Work instructions: Return each line below holding the string "Target".

Dataset records
◆ ◆ ◆ ◆

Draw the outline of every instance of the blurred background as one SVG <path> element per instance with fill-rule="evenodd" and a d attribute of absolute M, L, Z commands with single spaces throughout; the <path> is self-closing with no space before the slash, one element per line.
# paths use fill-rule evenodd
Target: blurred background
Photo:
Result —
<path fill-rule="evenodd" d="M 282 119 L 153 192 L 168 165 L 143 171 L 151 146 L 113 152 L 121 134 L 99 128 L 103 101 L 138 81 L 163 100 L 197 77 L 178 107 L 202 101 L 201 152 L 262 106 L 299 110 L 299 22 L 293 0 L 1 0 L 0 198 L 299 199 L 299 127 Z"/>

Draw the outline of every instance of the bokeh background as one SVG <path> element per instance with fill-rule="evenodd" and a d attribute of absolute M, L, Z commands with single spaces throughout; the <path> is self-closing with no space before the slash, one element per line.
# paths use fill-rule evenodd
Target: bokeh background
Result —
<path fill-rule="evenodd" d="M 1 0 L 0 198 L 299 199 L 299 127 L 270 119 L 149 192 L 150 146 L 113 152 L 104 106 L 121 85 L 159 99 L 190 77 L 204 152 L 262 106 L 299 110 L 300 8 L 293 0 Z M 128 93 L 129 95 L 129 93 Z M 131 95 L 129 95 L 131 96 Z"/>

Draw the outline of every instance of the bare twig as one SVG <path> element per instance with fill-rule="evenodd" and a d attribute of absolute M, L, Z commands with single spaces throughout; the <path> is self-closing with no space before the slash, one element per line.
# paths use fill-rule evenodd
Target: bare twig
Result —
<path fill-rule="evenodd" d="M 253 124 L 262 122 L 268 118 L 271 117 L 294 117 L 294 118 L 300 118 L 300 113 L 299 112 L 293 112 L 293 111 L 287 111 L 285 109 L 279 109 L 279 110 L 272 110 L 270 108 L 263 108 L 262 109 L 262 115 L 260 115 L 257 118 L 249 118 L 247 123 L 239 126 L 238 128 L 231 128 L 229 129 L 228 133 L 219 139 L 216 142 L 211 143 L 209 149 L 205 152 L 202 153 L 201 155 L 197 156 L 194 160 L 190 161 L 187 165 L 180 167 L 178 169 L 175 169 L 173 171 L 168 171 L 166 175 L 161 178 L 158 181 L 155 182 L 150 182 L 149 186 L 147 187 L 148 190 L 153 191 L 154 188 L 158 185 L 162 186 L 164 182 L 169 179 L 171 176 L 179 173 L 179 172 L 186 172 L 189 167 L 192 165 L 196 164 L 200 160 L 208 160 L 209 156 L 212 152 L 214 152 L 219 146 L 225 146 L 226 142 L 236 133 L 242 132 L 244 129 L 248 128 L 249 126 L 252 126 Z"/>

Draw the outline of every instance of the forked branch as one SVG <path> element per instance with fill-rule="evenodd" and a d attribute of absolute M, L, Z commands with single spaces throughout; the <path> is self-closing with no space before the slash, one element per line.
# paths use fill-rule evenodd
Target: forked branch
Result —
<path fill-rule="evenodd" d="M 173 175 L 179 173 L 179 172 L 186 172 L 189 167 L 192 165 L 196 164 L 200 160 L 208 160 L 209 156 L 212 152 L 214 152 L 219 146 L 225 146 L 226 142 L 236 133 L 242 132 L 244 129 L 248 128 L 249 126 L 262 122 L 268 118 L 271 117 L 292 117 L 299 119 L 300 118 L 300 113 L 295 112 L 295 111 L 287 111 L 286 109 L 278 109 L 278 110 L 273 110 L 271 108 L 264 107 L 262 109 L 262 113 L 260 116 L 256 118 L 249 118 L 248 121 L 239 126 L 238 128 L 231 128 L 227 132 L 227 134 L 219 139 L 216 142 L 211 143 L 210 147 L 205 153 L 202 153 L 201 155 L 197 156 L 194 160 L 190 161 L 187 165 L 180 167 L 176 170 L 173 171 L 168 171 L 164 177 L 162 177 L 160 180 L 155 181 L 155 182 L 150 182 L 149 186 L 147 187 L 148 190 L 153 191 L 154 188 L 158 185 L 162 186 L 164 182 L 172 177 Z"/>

◆ ◆ ◆ ◆

Task response:
Target: blurred background
Target: bokeh background
Target: bare twig
Target: forked branch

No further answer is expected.